EXERCISE:
Exactly the lines from the one with "Annotate each instance of the carnival" through the end of the records below are needed, minus any pictures.

[Start of section]

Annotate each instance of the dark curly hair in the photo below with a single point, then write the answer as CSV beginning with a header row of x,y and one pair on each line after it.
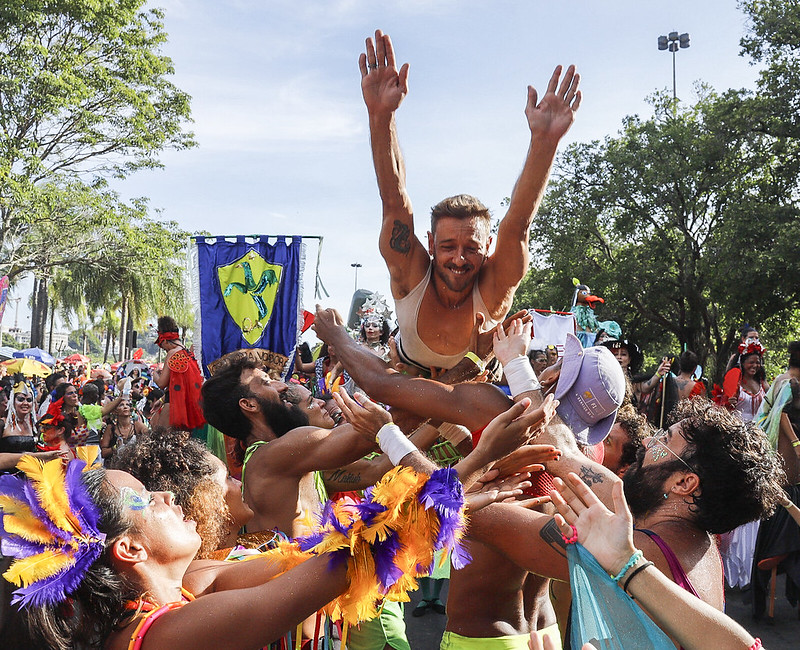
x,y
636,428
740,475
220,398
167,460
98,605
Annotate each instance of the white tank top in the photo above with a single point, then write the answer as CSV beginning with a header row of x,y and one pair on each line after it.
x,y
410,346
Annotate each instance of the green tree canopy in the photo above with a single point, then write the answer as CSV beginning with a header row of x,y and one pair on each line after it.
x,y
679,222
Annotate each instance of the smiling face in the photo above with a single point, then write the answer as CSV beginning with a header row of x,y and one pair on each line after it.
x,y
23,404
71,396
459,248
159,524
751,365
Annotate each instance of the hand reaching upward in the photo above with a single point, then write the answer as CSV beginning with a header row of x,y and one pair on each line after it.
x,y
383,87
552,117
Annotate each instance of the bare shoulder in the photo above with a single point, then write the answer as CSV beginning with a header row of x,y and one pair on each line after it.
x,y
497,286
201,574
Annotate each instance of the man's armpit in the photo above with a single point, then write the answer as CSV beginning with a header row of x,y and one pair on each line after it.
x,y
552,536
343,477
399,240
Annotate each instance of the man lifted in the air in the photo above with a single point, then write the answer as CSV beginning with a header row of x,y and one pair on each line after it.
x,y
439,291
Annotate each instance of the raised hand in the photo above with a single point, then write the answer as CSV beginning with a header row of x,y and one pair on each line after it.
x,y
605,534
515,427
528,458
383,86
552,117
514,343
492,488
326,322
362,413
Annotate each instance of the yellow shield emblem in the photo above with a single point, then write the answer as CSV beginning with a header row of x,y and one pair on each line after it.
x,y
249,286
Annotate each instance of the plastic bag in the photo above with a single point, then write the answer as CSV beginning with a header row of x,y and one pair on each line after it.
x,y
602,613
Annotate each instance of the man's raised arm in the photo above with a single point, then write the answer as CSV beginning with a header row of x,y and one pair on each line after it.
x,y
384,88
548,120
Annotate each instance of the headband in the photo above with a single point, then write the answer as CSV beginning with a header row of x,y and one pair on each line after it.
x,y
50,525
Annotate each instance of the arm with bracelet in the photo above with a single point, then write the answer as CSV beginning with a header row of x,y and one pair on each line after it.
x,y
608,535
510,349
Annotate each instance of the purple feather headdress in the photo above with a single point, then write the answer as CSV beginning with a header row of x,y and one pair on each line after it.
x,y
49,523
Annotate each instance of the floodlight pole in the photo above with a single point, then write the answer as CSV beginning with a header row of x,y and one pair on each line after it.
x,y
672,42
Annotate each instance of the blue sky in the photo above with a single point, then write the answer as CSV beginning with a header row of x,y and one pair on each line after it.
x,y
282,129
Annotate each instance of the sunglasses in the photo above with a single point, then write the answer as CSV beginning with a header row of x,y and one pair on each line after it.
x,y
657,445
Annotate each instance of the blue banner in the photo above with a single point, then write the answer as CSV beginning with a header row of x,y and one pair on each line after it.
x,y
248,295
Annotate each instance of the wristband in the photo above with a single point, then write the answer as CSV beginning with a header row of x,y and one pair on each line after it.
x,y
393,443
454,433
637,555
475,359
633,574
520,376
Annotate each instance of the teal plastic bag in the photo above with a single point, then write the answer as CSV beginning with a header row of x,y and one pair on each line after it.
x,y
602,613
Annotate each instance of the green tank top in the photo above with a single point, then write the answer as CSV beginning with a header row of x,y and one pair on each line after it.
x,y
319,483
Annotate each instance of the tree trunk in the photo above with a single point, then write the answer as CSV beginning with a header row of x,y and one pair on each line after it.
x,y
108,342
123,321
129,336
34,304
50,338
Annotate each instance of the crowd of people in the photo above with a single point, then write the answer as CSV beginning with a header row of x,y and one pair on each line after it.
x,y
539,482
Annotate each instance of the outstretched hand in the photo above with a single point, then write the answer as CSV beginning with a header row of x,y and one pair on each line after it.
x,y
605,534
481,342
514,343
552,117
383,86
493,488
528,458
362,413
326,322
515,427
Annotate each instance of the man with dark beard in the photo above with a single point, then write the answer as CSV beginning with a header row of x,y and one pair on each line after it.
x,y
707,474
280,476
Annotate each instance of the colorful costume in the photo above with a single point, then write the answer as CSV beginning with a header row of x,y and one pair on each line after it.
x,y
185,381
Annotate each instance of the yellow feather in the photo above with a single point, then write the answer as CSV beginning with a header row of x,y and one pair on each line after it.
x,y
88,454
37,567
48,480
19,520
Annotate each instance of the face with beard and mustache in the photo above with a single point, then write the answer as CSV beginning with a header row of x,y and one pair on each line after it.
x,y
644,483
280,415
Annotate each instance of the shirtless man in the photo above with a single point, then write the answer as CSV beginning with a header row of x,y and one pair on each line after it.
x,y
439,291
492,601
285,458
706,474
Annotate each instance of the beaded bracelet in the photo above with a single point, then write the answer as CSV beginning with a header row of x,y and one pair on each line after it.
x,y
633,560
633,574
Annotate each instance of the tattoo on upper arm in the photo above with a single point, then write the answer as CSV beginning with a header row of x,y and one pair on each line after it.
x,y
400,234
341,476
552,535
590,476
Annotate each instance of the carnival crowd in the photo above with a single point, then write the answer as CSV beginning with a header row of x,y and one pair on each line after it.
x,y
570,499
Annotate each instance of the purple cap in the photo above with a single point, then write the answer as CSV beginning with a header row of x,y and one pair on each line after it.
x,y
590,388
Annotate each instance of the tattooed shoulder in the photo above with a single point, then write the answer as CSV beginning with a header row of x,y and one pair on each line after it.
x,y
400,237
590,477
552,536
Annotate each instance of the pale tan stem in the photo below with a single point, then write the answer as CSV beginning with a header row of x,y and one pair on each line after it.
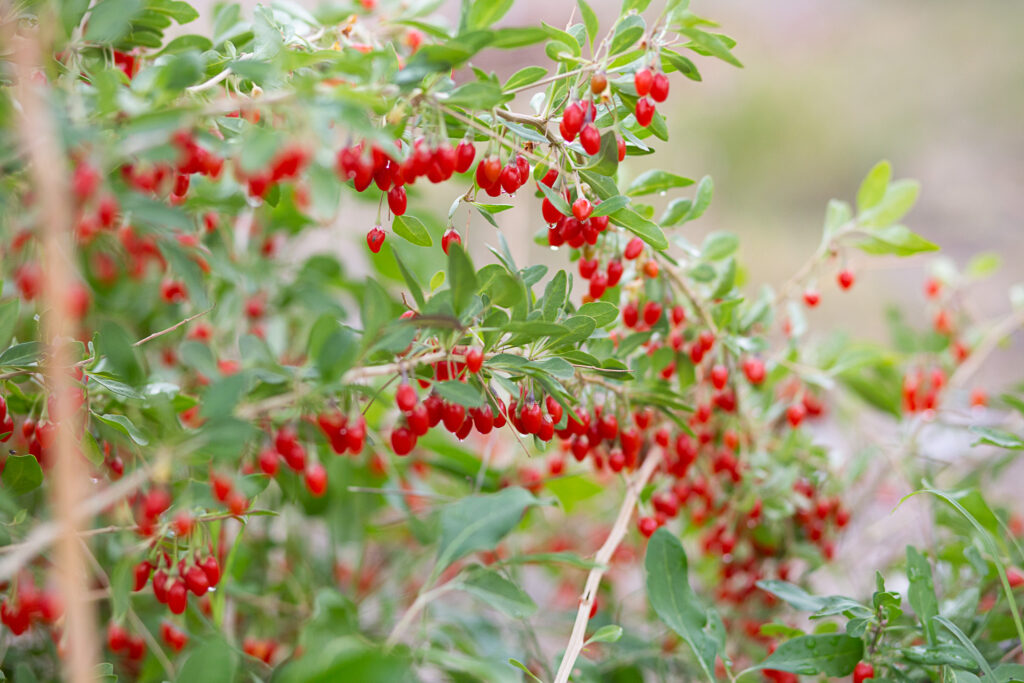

[End of section]

ANSWER FOR THE TASK:
Annotate each instance of the carnival crowd in the photo above with a single point, then write the answer as CSV beginning with a header row of x,y and one pair on each line after it.
x,y
570,499
Annotate each instance of the purple cap in the photo above with a single point, then write the answer as CSV beginning with a header row of x,y and one pair on each line after it.
x,y
590,388
Annotate each instance of the tattooed shoulder in the photo above with a single point, then write the answer as CSV beginning with a header row of x,y and one pair on each line after it.
x,y
400,237
590,477
552,536
Annotate each instance of the pale tan stem in the photo below with a single point, then write the answer as CSV beginning with a header row of x,y and one pair on each line after it.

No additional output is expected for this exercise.